** begin Task inputs **
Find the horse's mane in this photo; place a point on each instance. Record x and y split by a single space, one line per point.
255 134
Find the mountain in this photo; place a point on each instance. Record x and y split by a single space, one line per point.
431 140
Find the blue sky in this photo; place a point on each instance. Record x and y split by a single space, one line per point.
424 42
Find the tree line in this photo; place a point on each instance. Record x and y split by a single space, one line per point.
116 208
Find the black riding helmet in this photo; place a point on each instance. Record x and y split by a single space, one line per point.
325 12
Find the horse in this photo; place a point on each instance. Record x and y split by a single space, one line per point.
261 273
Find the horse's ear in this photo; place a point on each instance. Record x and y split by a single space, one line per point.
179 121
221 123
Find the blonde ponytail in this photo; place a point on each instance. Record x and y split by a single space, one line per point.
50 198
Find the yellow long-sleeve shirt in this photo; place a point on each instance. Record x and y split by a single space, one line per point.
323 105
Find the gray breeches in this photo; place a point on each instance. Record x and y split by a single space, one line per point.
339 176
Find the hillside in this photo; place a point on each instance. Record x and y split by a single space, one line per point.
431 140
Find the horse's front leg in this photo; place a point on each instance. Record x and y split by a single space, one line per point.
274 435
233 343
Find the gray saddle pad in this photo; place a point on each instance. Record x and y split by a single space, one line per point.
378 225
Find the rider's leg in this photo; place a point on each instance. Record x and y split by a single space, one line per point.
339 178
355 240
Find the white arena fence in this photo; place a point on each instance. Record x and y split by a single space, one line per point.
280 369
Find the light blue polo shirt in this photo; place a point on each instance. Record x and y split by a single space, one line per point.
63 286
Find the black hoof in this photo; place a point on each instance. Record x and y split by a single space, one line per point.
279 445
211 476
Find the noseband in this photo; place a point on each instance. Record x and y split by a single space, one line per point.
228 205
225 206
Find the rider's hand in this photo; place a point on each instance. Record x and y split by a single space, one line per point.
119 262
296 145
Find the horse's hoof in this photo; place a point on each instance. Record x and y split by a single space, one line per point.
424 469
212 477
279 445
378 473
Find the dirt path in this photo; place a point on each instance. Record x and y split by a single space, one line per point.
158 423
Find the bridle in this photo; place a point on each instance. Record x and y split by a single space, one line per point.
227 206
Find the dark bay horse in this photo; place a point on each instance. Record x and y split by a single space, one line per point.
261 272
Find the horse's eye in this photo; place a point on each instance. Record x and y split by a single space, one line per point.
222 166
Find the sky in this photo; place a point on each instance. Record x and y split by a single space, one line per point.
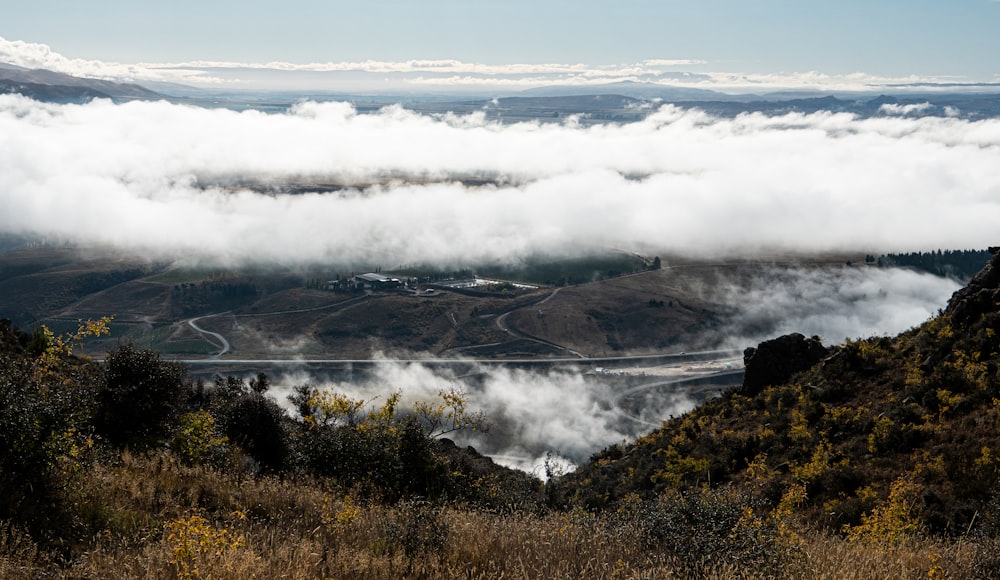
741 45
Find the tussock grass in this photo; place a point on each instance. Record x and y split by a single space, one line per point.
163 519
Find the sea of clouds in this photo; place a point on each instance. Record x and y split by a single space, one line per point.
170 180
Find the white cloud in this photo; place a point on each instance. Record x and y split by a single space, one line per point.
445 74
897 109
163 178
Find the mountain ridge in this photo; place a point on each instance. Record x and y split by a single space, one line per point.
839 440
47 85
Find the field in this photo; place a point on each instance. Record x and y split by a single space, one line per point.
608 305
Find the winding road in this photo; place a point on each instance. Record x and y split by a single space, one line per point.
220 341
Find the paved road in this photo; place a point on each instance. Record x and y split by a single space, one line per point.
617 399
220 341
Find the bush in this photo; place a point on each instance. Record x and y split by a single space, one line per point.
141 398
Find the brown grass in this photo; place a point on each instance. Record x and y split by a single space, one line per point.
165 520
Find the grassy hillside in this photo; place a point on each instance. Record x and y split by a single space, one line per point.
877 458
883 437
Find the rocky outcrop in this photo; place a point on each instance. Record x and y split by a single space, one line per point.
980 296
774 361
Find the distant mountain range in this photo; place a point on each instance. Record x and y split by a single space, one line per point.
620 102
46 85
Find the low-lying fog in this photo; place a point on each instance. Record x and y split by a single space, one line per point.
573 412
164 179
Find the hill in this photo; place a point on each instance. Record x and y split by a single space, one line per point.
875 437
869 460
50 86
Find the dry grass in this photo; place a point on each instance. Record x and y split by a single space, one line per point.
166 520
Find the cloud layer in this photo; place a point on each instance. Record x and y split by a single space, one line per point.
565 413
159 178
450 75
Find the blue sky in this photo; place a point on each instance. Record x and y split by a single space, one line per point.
** end Task inputs **
**What is being asked**
Can you rewrite all of the records above with "place a point on each instance" replaced by "mark every occurrence with a point" and nothing else changed, leaving the pictures out of your answer?

**Exercise answer**
Find the horse's mane in this photo; mark every occurrence with a point. Record x and y split by a single space, one line per point.
255 134
Find the mountain in this photo; mark every occurrence with a point. Record x and y split by a single space, one line per point.
431 140
Find the blue sky in this photo; mark every occurrence with a point. Record x and y split by a single space, one line per point.
424 42
Find the tree line in this photo; mark every occurrence with a point. Record x and y split by a single space, one line per point.
116 208
Find the black riding helmet in this photo; mark every occurrence with a point. Record x and y split by a single space, one line per point.
325 12
Find the horse in this photo; mark every occurrence with a point. Record x and y split by a single space, one line per point.
261 273
Find the horse's ear in this photo; mark every occurrence with a point. Record x and y split by a single space, one line per point.
179 121
221 123
Find the blonde ponytail in this photo; mark every occurrence with a point. Record x and y split by a single space, one line per point.
50 198
Find the yellow long-sleeve shirt in this photo; mark every occurrence with a point. Record x and y split by a single space, one line per point.
323 105
Find the gray breeches in this photo; mark every occurrence with a point. Record x and y split by a single space, one line per point.
339 176
Find the hillside in this photo; mark every occurrence with a point. Record x and y split by a single space, one line per point.
431 140
Find the horse's front leg in this photo; mark every occurrence with a point. Record x and y split by a single space, one line per point.
274 435
233 343
Find the gray saddle pad in this photo; mark every occurrence with a point. Record x and y split by a single space, one line per point.
378 225
Find the rider's leg in this photo; mark every occurrence with a point. Record x and y split by a single space, one line per point.
339 178
355 240
Find the white arena fence in this photo; mark every occurrence with a point. Record x and y split by a single space, one line per point.
280 369
Find the light blue polo shirt in this photo; mark every occurrence with a point. Record x and y split by a single space, one line per point.
63 286
Find the black hoof in this photo; mark every occurrence with a point. Record x and y split by a single space, one line per point.
279 445
211 476
Find the noseband in this photo; mark every occurrence with a point. Record x and y split by a single space, one line per point.
228 205
225 206
Find the rider's hand in this photo; mark every occurrence with a point. Record x and y split by a single space, one line per point.
119 262
296 145
Find the horse's hoof in this photo; mark every occurrence with a point. Record x and y split by a single space, one line per point.
424 469
212 477
279 445
378 473
Find the dirt path in this photo; mark every occurrence with a point. Record x and y split by a single space, one line per point.
158 423
Find the bridle in this photo; mark every occurrence with a point. Record x and y split by a single space, one line per point.
227 206
Find the dark bay horse in this photo; mark every occurrence with a point. Record x and y split by a single space, one line per point.
261 272
Find the horse's eye in this photo; mark every occurrence with a point. Record x and y split by a single space, one line per point.
222 166
Find the sky in this photo; mark every occurrence with a point. Record x and y split by a single space, one line per point.
741 45
Find the tussock grass in this photo; mark every occurrence with a point. Record x and y split by a single space, one line per point.
163 519
Find the sea of clouds in this photo; mark every occurrence with a point. Record x and y split by a single space, one line per point.
170 180
Find the white cloud in this photo; mark every occurrence with a point. Record x and y split by a single space, one line per point.
445 74
897 109
163 178
Find the mountain ridge in this photo; mark every occurrence with a point. Record x and y split by a single space, one line per point.
839 440
47 85
Find the field in this photo; mark every occurrence with a point. Record x and y split by a single space, one line per point.
608 305
Find the winding road in this photo; mark every occurrence with a point. Record x and y split by a single space, one line per point.
220 341
Find the paved road in this photo; mark every occurrence with a point. Record x and y split by a single space, one line per point.
617 399
220 341
Find the bush in this photo; mark every occurrence with a point. Record x and y split by a single space, one line per point.
141 398
Find the brown grass in this photo; mark every occurrence with a point. Record x and y split by a single space, one line per point.
165 520
Find the grassy hillside in this photo; mark every occurrence with a point. Record x and y split by a single space, one line per point.
877 458
883 437
Find the rocky outcrop in this photo; mark every occurrence with a point. Record x and y split by a single space, one line per point.
980 296
774 361
Find the distant mountain range in this photo; mark every occurrence with a point. Record x and y split by a single space, one line per point.
620 102
46 85
Find the low-lying fog in this photo; mark every occurrence with a point. Record x and y split by a single space, one line per point.
573 412
164 179
Find the hill in this photo; mark every occurrence with a point. Record x and y split by a single space, one line per point.
875 437
869 460
50 86
Find the dry grass in this photo; mark every occurrence with a point. Record x and y split by a single space, one line per point.
166 520
Find the cloud layer in this photo; mark every occurrence with a point. Record x and y split by a single space, one line per point.
565 413
159 178
450 75
Find the blue sky in this photo; mark every occurrence with a point. Record x and y split by a single space, one line per point.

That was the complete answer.